**SOURCE MATERIAL:**
######

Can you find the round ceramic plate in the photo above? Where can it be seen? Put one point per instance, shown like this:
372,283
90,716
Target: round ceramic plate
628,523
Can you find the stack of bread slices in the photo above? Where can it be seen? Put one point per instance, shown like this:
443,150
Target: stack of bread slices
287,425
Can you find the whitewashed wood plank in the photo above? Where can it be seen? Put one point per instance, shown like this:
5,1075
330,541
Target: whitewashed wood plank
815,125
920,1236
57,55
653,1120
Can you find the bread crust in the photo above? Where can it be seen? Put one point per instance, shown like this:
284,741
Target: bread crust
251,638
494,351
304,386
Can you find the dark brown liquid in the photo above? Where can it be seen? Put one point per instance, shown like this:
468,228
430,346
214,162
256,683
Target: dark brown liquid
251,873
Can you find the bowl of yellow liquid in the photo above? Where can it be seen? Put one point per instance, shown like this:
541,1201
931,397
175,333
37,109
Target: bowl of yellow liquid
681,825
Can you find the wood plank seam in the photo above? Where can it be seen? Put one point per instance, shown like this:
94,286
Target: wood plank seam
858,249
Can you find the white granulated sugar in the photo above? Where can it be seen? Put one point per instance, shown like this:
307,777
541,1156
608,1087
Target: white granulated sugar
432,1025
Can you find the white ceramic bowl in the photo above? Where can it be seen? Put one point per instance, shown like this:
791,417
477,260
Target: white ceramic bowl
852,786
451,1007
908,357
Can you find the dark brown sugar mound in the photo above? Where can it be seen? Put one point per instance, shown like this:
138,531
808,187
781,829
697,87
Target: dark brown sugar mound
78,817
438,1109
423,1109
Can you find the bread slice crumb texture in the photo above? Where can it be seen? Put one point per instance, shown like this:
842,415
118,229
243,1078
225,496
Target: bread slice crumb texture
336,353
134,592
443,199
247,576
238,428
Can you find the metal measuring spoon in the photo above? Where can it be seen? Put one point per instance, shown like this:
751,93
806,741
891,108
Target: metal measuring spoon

######

**TASK DESCRIPTION:**
Can you copy the material from the line containing "Can you find the metal" through the end, both ends included, swapping "metal" for "stainless steel" and leaving everything else unchanged?

**RESPONSE:**
Can you find the stainless steel measuring spoon in the photo above? Where can it be seen? Put one point per instance, shown like this:
751,93
806,741
891,108
Target: stainless steel measuring spoon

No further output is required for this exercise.